*Supplied text*:
---------------

2) Get Smart: Samantha Heller's Nutrition Prescription for Boosting Brain Power and Optimizing Total Body Health by Samantha Heller. While the title might be improved, the way Heller turns science and the biology of our bodies into easy-to-understand, well organized and usable information, could not. For instance, after years of hearing about oxidants and anti-oxidants, I finally understand what they are, what they do and what I should eat to help them help me. The book's mostly food, then vitamins, minerals and healthy lifestyle recommendations are aimed toward boosting brain-health, maximizing our brain's plasticity and minimizing oxidative damage in the body. Heller, a Registered Dietitian and Certified Diabetes Nurse, has an appealing sense of humor and warmth.

3) The End of Overeating: Taking Control of the Insatiable American Appetite by David Kessler. Probably the most impactful book I've read this year. You won't be able to look at what you eat anymore without seeing it as the planned manipulation of sugar, salt and fat to keep you craving more of the same. Kessler also reveals the fascinating back-story of how our diet got the way it is and how food manufacturer's get away with it. My full review here.

---------------

*Given entries*:
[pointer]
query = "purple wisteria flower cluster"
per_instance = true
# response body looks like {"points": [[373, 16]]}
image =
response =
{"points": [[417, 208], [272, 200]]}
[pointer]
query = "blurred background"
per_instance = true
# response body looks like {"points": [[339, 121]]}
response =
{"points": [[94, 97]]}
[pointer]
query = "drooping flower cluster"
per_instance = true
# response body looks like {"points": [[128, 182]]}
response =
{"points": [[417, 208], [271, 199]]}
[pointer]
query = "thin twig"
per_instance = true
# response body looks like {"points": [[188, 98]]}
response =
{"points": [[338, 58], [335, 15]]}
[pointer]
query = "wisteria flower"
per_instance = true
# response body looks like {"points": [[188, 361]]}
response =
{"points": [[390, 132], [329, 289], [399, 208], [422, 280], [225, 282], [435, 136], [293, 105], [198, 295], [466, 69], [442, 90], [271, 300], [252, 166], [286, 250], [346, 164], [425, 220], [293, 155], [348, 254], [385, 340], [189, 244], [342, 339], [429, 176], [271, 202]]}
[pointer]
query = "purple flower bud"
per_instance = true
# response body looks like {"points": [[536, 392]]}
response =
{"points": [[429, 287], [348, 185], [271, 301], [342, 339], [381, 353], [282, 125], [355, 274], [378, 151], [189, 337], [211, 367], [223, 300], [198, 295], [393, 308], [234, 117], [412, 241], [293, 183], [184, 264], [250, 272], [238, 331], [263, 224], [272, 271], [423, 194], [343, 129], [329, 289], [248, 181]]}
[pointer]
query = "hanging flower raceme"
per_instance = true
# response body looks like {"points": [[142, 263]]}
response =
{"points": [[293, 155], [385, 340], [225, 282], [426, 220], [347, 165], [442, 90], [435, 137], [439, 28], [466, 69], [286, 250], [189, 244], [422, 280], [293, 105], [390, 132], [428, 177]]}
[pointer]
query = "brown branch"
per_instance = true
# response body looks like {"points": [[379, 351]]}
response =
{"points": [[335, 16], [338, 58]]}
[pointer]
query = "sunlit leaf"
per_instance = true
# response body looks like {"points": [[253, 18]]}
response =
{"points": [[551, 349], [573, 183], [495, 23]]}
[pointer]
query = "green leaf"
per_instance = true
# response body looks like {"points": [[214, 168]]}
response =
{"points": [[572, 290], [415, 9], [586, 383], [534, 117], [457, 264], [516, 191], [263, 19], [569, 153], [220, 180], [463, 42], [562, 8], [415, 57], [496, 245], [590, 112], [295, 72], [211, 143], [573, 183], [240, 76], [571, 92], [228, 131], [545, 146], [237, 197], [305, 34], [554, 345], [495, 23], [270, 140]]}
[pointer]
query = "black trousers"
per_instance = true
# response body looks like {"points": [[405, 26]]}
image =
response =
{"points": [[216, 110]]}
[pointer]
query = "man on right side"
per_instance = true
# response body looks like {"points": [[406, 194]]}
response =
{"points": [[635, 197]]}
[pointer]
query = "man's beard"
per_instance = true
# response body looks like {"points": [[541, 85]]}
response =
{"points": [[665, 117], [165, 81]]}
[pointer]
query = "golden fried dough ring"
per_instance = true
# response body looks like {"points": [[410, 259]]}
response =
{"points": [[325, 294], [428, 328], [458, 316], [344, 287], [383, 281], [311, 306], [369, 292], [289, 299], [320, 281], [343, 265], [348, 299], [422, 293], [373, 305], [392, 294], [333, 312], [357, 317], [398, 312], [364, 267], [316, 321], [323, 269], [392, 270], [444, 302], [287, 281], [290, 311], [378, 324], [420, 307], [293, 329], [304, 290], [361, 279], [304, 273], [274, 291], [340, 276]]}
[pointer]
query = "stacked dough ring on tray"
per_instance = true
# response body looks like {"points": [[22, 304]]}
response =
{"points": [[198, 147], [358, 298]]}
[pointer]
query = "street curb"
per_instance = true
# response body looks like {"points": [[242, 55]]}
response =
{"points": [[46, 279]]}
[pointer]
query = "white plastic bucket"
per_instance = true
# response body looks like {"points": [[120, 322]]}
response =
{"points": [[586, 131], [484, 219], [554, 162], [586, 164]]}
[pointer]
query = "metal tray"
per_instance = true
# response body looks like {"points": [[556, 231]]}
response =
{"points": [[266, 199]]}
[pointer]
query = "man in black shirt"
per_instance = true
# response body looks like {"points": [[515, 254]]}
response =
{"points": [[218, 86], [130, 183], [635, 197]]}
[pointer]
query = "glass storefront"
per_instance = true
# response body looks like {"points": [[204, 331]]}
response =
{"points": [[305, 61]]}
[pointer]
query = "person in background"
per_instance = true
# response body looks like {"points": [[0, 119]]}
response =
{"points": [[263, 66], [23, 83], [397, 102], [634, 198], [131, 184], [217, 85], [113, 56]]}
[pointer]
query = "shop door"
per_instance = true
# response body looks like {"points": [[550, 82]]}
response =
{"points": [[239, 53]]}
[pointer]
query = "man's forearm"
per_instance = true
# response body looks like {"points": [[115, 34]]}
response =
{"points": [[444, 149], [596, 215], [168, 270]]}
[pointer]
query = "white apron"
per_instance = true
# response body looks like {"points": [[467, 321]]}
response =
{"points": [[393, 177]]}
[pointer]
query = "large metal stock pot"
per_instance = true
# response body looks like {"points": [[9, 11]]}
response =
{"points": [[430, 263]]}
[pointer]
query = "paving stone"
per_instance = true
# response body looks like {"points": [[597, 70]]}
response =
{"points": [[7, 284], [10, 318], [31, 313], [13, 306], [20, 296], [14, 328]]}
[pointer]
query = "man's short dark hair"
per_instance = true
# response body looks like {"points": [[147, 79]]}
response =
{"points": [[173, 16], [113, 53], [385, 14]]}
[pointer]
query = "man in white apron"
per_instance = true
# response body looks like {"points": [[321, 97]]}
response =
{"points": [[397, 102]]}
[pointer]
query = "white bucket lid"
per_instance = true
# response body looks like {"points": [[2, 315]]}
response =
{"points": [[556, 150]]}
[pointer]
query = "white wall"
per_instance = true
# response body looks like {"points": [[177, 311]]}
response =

---------------

*Activity list*:
1. Answer from the nutrition book reviews:
(a) What two professional credentials does Samantha Heller hold?
(b) Which three ingredients does the review of Kessler's book say are manipulated to keep people craving more?
(c) Which book does the reviewer call probably the most impactful read of the year?
2. Resume the nutrition book reviews from where they stop.
The records aren't needed for this work.

*Response list*:
1.
(a) Registered Dietitian and Certified Diabetes Nurse.
(b) Sugar, salt and fat.
(c) The End of Overeating: Taking Control of the Insatiable American Appetite by David Kessler.

2.
4) Kitchen Table Wisdom: Stories That Heal by Rachel Naomi Remen. I was told about this book by a retired physician who, only 40 years old, had grown so disillusioned with our traditional health care system, that she left. Author Rachel Naomi Remen is a physician who stayed in the system and has tried changing it. This book shares small stories that include Remen's experiences as a physician and a patient with Crohn's disease since a teenager, and the courage, dignity and grace her patients, many of them dying, taught her. Her stories and conversations with fellow physicians illustrate how most medical training teaches doctors not to show emotion or share authentic aspects of themselves.

5) The Unthinkable: Who Survives When Disaster Strikes - and Why by Amanda Ripley. A surprising look at human behavior in the face of disaster; how people really react in a crisis told through narrative and interviews. It will make you realize no matter how many times you hear what to do if the airplane is going down, you won't do it anyway. Ripley takes us through the rescue operation of 9/11 and why it took so long to get people out of the towers. Amazing, astounding stuff from this prize-winning, former Time journalist.

6) The Five Gifts of Illness: A Reconsideration by Jill Sklar. I found a kindred spirit in Sklar who knows what it's like to live with a chronic illness and consider the positive in it. Sklar lives with Crohn's disease and gives us an eye-opening view of this little talked about condition while offering wisdom and empathy from her personal experience and her interviews with more than 100 survivors of major illness. A source of hope and guidance for anyone struggling with a chronic illness.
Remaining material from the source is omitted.